Denken Sie in diesem Zusammenhang bitte auch an die Folgeverordnungen. Spätestens wenn Chroniker nicht mehr jedes Wiederholungsrezept persönlich in der Praxis abholen müssen, sollte ein digitales Portal der deutschen Apothekerschaft einsatzbereit sein. Hier geht es um nicht weniger als Ihre Existenzgrundlage.

Gleichzeitig darf bei all dem Digitalisierungswahn auch die Rentabilität nicht aus dem Auge verloren werden. Das britische Wirtschaftsmagazin Economist hat kürzlich veröffentlicht, dass alleine zwölf der bekanntesten „Unicorns“ (also Unternehmen mit einer Bewertung von 1 Milliarde US-Dollar oder mehr) zusammen mehr als 14 Milliarden US-Dollar Verlust gemacht haben. Darunter befanden sich mit Uber und AirBnB auch zwei ebenso bekannte wie kontroverse Unternehmen, die in keinem Vortrag über Digitalisierung als Inbegriff von Disruption fehlen dürfen. Aber vielleicht ist die Strategie der schnellen Expansion zur monopolistischen Marktbeherrschung eine Milchmädchenrechnung und Amazon, das fast 20 Jahre lang nur rote Zahlen geschrieben hat, bevor vor 2 Jahren der Turnaround gelang, ist lediglich die Ausnahme von der Regel. Und diese Regel lautet, dass Unternehmen langfristig profitabel sein müssen, wenn sie am Markt bestehen wollen.economy-3972328_1920

Digitalisierung alleine um der Digitalisierung willen hilft also niemandem. Genauso wenig hilfreich sind allzu riskante Geschäftsmodelle. Im Gegenteil: beides kann zum Eigentor werden, weil den Kunden schlimmstenfalls suggeriert wird, dass es „die Apotheken“ immer noch nicht verstanden haben. Neue digitale Lösungen für Apotheken haben nur dann eine Existenzberechtigung, wenn sie echten Mehrwert für die Patienten bieten – oder die Prozesse in der Apotheke optimieren und damit die Kosten für die Apotheke reduzieren. Für beide Kriterien gibt es übrigens schon heute äußerst vielversprechende Ansätze, auf deren weitere Entwicklung man sehr gespannt sein darf. Trotzdem wird es nicht lange dauern, bis die nächste digitale Sau durchs Apothekendorf getrieben wird. Je nachdem, ob sie Digitalisierung als Selbstzweck sieht oder echten Nutzen für Sie und/ oder Ihre Kunden bietet, wird sie sich dann vielleicht auch zu den vielversprechenden Lösungen gesellen dürfen.

▶ **AUFGABE**:
Geben Sie aus dem Textauszug über Digitalisierung in Apotheken den Teil von „Denken Sie in“ bis einschließlich „als Ihre Existenzgrundlage.“ wortgetreu wieder.

▶ **AUFGELISTETE ZEILEN**:
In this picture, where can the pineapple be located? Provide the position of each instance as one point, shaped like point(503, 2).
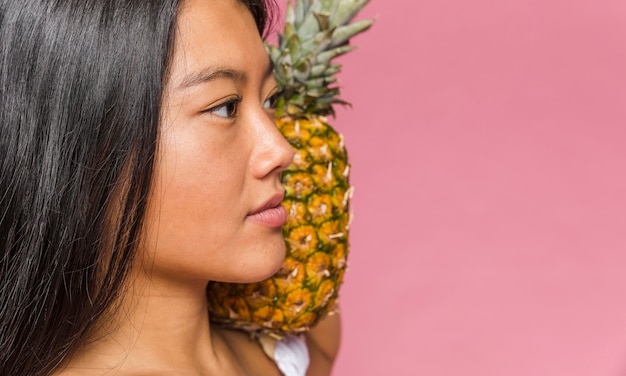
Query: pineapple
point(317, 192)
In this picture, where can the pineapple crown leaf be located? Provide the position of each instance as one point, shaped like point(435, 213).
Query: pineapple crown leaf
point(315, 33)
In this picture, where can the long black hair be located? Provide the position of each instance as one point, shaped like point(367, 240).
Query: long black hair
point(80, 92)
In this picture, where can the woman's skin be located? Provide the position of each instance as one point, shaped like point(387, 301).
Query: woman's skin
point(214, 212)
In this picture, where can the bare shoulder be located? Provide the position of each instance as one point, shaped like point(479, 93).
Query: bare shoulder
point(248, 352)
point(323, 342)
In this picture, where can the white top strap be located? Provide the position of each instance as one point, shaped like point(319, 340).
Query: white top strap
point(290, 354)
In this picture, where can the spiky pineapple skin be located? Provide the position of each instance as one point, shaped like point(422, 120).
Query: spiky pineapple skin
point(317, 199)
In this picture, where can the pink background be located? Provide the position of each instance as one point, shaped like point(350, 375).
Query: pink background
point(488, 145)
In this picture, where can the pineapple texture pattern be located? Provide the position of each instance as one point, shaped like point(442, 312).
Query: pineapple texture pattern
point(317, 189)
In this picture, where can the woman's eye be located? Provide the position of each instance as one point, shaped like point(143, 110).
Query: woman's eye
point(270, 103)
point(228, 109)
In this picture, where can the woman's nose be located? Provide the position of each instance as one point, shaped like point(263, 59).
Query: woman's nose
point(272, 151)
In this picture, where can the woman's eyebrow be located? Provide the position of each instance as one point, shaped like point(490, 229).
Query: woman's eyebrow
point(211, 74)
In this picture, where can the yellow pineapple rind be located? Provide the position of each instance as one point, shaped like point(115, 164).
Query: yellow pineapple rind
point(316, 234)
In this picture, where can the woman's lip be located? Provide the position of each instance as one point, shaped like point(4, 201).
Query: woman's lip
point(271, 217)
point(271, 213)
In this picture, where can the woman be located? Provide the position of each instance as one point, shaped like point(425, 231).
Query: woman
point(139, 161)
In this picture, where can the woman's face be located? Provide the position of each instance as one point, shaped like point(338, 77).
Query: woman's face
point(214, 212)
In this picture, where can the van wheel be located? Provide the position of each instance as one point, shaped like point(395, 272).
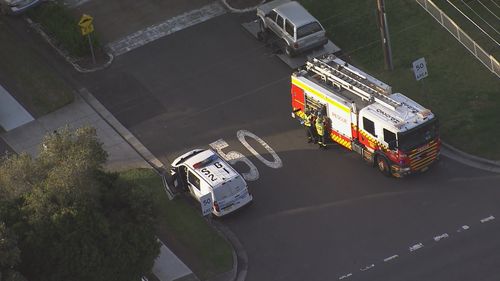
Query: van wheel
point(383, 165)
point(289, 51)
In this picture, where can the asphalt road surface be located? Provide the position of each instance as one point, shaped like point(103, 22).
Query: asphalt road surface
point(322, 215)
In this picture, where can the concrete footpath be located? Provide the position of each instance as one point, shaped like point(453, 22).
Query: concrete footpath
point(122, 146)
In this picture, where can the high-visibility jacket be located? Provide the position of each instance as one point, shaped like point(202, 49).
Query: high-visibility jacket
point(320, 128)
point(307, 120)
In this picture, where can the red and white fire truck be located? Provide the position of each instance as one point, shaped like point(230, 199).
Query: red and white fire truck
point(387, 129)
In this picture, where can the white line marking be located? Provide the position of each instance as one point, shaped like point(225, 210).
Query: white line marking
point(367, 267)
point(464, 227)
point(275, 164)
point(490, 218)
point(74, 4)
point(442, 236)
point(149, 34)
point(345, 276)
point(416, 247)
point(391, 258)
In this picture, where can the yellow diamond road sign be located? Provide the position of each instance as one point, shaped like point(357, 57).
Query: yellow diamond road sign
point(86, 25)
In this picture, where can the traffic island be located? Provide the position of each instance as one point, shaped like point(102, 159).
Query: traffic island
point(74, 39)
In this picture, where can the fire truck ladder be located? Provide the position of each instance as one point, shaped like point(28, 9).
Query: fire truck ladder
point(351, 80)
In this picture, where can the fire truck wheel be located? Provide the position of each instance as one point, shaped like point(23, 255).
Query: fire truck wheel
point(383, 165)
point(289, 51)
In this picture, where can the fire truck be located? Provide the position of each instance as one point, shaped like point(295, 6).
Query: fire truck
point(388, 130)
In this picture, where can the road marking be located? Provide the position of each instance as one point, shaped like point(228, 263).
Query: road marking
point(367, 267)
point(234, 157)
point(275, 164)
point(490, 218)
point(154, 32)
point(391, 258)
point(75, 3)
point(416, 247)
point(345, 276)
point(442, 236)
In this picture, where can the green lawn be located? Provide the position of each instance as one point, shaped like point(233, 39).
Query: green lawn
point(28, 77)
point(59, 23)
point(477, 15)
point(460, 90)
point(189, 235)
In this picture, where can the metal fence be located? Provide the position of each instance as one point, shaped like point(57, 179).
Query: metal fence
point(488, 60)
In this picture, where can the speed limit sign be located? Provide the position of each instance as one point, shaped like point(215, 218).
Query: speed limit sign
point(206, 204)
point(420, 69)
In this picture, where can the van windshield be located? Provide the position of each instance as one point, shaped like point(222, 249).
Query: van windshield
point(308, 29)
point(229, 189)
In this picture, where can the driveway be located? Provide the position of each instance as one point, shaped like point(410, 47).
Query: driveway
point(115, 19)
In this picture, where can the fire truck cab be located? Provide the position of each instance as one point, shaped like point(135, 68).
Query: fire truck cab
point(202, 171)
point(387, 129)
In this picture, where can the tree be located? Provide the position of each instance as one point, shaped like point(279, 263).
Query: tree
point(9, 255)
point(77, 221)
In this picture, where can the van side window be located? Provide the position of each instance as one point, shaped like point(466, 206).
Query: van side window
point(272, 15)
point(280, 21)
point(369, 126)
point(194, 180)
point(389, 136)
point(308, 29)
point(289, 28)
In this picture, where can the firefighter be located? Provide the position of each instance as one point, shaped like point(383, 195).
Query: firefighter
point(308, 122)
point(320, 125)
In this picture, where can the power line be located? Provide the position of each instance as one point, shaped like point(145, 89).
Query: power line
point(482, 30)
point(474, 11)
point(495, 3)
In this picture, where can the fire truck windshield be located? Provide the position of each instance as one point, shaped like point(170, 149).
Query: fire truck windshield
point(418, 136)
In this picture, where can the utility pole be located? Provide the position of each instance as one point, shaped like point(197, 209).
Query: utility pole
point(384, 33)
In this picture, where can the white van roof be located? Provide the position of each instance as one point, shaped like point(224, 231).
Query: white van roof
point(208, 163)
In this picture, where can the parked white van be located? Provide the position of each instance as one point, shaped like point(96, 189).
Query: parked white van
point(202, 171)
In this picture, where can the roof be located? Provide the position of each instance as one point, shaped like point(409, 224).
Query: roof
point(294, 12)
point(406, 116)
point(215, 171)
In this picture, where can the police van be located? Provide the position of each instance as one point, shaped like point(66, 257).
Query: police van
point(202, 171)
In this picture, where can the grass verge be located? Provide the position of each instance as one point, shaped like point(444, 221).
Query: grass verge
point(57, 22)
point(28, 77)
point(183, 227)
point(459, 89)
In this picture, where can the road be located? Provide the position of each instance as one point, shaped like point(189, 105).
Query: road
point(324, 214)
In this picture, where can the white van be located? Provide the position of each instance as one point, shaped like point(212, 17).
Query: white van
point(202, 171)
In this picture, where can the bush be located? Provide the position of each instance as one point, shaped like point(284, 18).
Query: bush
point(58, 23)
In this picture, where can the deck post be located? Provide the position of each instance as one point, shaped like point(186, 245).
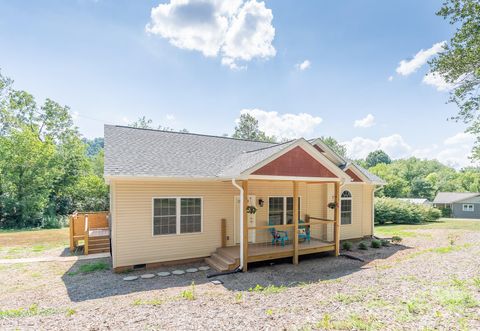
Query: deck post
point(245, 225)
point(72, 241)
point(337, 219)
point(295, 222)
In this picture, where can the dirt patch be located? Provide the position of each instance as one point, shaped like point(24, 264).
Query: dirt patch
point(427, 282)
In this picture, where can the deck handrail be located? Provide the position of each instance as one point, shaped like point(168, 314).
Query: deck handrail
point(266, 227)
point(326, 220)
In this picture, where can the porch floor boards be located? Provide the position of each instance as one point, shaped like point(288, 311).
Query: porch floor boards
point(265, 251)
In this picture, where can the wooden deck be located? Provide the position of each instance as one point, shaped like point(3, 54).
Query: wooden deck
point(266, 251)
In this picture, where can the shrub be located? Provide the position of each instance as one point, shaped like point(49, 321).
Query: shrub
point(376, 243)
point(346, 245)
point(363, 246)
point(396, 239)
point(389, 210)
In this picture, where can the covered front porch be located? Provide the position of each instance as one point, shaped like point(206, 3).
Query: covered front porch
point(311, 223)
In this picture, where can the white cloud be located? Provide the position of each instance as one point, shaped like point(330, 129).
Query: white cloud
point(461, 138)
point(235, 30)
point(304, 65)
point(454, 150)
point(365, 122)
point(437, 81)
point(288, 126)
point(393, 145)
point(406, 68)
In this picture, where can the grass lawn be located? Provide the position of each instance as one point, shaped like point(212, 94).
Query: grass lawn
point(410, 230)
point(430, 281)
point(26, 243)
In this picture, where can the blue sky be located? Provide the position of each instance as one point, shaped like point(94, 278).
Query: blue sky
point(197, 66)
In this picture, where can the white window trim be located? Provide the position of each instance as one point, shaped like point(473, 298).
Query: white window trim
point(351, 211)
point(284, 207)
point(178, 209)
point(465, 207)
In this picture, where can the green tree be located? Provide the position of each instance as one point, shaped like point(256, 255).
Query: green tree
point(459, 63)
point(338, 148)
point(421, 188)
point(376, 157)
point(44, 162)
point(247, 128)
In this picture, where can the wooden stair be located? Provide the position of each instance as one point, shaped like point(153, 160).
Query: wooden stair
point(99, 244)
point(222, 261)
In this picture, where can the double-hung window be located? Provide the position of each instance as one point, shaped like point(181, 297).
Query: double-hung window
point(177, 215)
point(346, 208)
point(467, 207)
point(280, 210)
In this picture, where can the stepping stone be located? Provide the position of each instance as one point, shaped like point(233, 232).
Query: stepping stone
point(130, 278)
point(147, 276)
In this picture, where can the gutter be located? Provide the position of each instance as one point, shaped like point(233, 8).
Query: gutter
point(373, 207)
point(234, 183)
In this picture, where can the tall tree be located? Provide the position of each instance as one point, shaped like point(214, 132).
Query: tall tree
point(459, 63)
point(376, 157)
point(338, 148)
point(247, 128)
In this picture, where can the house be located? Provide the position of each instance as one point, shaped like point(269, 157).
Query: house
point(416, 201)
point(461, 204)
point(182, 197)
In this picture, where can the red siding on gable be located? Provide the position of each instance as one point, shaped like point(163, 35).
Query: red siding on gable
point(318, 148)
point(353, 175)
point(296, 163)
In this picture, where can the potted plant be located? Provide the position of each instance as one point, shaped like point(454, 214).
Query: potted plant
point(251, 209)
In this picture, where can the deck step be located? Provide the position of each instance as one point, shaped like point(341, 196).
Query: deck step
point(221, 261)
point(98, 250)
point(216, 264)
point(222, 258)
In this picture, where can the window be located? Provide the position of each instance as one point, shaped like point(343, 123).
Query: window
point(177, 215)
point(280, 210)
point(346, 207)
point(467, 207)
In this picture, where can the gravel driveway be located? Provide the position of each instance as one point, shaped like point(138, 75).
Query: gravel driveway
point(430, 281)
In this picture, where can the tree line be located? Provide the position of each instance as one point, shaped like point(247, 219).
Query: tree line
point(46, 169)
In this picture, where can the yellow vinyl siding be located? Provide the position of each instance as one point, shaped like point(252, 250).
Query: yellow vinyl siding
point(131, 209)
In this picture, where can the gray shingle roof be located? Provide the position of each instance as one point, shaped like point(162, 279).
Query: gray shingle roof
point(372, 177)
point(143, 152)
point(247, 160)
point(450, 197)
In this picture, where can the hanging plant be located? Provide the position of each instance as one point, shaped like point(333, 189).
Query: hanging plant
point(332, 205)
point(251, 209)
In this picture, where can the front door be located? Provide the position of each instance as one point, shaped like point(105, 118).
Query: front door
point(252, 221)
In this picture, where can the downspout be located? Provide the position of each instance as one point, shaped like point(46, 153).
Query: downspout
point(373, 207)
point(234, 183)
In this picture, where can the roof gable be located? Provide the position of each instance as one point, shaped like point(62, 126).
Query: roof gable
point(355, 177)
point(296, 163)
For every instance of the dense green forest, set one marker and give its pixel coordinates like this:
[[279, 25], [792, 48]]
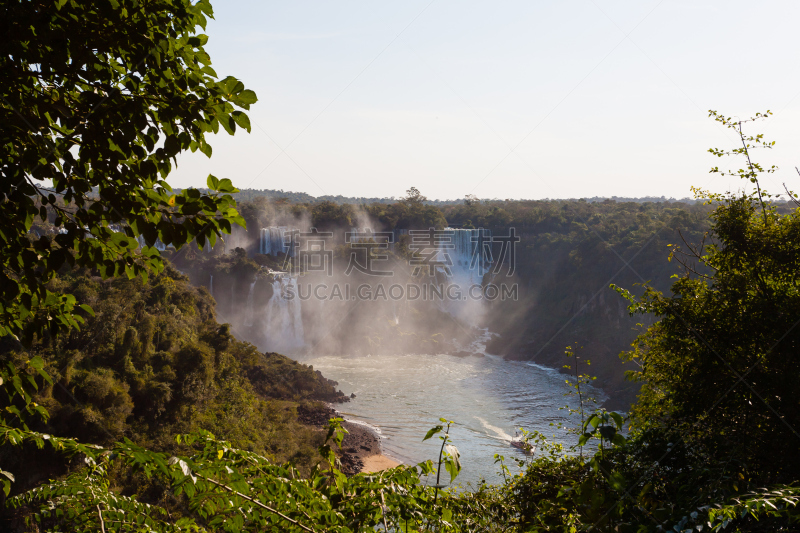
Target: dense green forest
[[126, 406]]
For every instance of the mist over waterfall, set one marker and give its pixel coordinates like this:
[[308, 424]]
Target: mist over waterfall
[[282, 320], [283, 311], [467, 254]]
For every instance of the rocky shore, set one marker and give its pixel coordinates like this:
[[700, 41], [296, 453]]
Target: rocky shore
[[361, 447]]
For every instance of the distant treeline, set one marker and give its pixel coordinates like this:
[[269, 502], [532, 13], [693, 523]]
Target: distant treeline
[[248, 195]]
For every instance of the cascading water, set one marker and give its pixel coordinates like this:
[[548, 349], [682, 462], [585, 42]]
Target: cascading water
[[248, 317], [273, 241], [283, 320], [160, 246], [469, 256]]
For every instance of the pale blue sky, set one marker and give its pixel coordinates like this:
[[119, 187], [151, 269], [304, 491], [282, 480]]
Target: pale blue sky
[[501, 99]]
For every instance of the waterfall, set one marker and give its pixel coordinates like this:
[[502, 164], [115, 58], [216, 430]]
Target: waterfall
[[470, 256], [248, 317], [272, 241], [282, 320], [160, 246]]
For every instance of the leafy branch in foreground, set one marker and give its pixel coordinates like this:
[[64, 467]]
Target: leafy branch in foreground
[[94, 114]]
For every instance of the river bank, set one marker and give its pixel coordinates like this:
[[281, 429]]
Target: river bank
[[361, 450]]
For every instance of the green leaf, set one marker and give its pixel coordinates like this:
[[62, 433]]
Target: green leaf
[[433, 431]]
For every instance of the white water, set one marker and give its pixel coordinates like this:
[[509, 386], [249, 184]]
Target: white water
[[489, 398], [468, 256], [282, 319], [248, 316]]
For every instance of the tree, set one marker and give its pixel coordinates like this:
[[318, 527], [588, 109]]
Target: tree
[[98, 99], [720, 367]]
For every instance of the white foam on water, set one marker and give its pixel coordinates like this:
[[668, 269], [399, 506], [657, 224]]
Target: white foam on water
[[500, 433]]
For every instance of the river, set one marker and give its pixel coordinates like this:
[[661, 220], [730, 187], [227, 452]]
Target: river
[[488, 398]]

▶ **LÖSUNG**:
Denken Sie in diesem Zusammenhang bitte auch an die Folgeverordnungen. Spätestens wenn Chroniker nicht mehr jedes Wiederholungsrezept persönlich in der Praxis abholen müssen, sollte ein digitales Portal der deutschen Apothekerschaft einsatzbereit sein. Hier geht es um nicht weniger als Ihre Existenzgrundlage.